Given request
Copy out the data lines starting at the line containing "stadium >> box coords" and ending with the line containing "[353,22,386,52]", with both of those lines included, reproducing each one verbatim.

--- START OF Data records ---

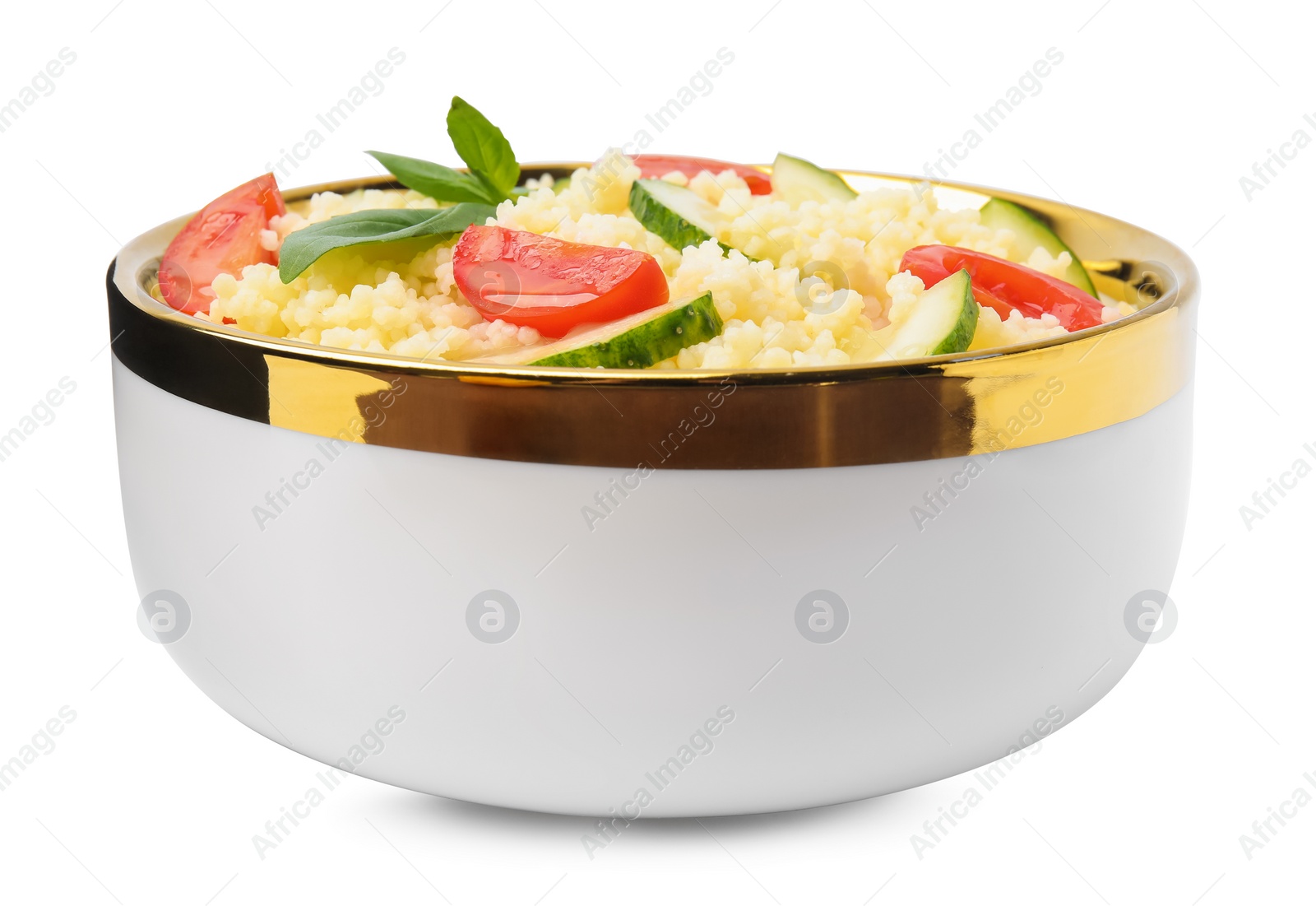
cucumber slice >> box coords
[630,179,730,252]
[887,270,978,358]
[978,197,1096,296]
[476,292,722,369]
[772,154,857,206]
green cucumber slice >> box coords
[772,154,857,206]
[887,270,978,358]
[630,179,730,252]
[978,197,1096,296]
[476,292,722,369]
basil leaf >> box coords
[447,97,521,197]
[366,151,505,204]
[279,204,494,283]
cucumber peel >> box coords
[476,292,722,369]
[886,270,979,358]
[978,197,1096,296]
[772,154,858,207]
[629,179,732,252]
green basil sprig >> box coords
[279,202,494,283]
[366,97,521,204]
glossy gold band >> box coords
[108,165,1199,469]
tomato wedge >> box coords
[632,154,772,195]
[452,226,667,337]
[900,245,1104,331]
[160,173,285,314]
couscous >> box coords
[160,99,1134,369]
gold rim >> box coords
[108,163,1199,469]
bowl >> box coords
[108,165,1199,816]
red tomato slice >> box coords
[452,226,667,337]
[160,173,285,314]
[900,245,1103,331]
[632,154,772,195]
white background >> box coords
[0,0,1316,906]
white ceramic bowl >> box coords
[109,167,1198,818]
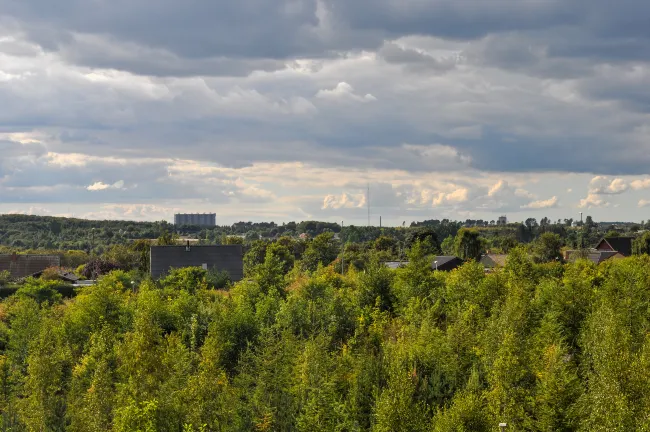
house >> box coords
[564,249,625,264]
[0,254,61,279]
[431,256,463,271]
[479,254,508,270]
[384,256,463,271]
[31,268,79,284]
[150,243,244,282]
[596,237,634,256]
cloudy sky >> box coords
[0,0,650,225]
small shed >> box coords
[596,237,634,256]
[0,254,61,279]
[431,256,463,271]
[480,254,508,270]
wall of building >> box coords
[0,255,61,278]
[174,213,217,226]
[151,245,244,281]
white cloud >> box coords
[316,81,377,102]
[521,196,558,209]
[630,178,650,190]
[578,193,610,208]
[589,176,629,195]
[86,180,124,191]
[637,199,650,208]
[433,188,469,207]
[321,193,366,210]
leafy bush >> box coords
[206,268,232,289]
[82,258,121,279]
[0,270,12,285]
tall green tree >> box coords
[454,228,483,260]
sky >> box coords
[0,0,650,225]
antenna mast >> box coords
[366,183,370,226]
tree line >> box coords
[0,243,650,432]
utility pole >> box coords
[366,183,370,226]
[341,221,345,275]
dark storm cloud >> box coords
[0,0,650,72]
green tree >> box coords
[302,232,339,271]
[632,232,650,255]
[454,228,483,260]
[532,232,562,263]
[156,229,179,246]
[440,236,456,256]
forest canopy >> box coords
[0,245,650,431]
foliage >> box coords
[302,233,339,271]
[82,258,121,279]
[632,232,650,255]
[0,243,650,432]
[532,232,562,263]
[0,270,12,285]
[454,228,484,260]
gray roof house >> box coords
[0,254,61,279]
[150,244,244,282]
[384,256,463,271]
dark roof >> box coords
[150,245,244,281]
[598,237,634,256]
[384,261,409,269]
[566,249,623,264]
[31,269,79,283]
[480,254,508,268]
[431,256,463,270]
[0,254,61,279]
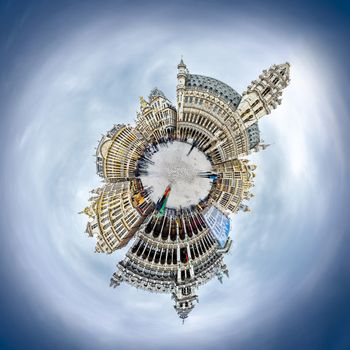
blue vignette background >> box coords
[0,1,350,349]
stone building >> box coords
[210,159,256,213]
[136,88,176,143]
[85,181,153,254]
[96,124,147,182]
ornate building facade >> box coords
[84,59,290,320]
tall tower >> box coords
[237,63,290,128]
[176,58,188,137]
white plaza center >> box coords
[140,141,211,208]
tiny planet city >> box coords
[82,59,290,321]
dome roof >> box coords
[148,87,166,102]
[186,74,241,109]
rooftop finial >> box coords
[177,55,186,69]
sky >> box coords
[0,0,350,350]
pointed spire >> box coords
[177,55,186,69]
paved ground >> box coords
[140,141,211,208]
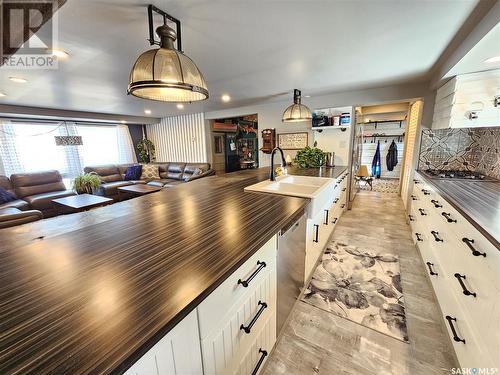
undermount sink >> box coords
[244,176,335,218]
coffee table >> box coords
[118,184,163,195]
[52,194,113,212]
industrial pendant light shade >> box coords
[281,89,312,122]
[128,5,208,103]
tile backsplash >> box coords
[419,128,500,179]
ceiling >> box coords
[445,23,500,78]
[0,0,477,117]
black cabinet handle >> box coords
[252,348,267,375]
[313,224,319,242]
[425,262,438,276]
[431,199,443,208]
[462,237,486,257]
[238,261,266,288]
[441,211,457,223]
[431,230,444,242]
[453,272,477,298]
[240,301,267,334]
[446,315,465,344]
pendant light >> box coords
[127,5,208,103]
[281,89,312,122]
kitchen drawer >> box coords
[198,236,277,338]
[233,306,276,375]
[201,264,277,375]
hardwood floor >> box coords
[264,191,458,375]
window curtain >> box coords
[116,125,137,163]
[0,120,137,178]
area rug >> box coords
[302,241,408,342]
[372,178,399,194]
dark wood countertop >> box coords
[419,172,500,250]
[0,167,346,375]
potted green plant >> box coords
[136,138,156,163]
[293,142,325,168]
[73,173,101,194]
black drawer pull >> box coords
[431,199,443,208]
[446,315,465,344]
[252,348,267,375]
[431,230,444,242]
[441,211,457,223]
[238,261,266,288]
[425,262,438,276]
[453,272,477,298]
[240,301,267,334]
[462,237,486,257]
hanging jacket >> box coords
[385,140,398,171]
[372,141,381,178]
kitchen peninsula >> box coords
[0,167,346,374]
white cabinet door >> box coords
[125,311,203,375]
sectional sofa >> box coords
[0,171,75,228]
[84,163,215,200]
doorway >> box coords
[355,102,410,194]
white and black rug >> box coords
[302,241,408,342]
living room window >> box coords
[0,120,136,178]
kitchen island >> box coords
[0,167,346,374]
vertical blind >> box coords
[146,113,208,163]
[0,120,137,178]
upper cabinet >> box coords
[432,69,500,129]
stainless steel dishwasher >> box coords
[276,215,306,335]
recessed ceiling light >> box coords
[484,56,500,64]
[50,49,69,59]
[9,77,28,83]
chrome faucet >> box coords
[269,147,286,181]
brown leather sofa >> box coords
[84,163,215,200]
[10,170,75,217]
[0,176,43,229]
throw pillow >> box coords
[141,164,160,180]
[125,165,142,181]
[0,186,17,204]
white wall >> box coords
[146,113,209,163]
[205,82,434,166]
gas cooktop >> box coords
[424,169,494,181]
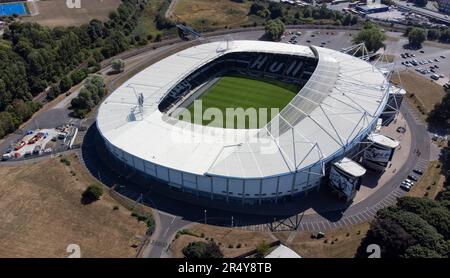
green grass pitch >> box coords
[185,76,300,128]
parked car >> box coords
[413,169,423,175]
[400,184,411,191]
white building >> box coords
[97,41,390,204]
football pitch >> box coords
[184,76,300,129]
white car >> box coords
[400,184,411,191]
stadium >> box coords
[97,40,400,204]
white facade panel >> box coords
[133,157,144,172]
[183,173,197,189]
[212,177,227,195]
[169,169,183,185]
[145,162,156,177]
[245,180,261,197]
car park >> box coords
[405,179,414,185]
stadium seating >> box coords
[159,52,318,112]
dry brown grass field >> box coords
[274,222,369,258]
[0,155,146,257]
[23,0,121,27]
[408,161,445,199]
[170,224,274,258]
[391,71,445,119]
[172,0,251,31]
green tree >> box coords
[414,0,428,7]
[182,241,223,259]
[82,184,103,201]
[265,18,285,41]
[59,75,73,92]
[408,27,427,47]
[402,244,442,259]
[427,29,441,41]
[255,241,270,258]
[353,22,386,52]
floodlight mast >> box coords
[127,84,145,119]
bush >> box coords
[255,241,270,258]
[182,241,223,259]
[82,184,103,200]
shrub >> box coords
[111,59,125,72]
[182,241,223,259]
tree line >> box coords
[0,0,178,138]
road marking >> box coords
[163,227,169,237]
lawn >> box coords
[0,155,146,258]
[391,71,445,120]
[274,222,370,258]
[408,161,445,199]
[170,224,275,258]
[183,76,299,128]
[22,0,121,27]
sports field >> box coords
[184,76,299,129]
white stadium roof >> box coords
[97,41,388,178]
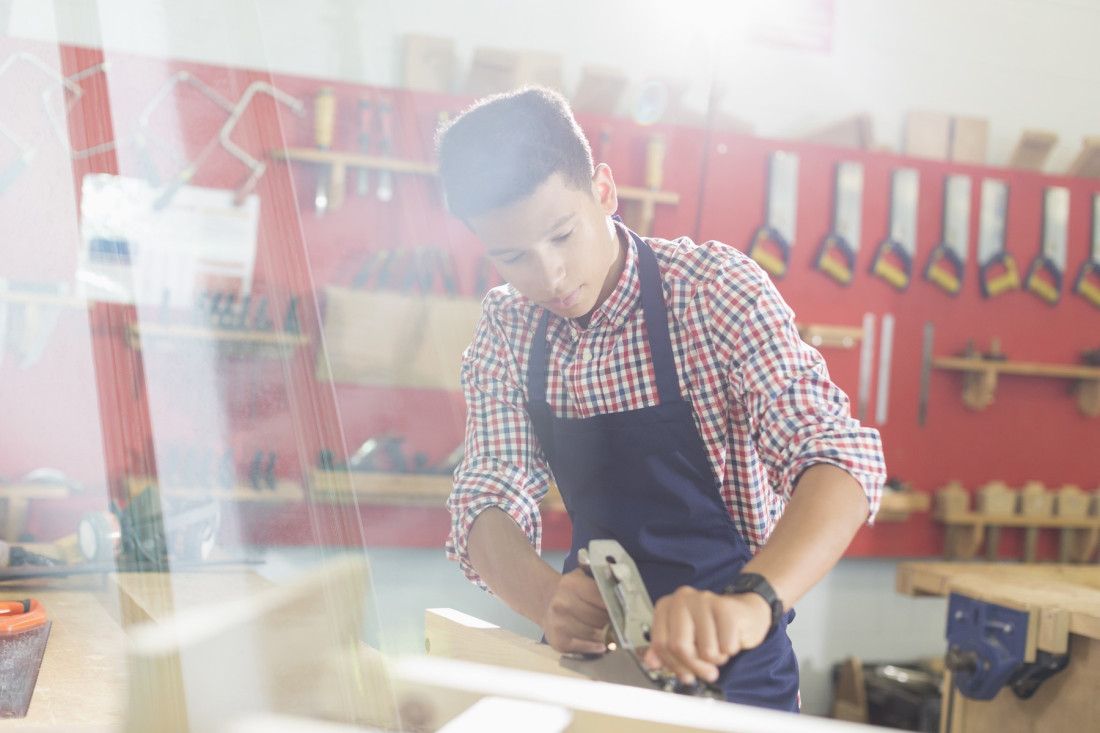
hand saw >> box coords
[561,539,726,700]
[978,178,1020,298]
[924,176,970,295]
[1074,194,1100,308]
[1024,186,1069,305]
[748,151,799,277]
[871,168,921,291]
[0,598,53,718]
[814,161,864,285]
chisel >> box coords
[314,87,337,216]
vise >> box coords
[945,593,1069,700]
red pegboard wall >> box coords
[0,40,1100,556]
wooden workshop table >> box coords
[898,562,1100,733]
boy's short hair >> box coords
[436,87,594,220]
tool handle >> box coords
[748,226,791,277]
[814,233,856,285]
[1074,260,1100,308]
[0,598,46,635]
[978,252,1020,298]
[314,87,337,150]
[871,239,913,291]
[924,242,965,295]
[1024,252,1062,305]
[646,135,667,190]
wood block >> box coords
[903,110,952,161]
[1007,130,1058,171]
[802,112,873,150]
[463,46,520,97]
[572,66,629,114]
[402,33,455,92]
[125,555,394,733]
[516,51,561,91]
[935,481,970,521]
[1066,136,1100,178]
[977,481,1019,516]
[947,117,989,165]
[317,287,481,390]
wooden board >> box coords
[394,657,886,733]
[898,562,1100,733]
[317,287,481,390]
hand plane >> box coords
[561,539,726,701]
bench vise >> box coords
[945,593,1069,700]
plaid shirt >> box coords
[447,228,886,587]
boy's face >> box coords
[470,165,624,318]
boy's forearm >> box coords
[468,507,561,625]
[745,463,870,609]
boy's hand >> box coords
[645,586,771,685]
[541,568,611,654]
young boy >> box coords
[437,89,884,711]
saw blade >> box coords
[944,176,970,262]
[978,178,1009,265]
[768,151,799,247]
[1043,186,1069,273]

--- END OF Data records ---

The completed task
stadium >> box coords
[97,40,400,204]
white facade panel >> box coords
[133,157,144,172]
[183,173,197,189]
[212,177,227,195]
[169,169,183,185]
[145,162,156,177]
[245,180,261,197]
car park >> box coords
[405,179,414,185]
stadium seating >> box coords
[159,52,318,112]
dry brown grass field >> box coords
[274,222,369,258]
[0,155,146,257]
[23,0,121,27]
[408,161,445,199]
[170,224,274,258]
[391,71,445,119]
[172,0,251,31]
green tree >> box coords
[414,0,428,7]
[182,241,223,259]
[82,184,103,201]
[265,18,285,41]
[59,75,73,92]
[408,27,427,47]
[402,244,442,259]
[427,29,441,41]
[255,241,270,258]
[353,22,386,52]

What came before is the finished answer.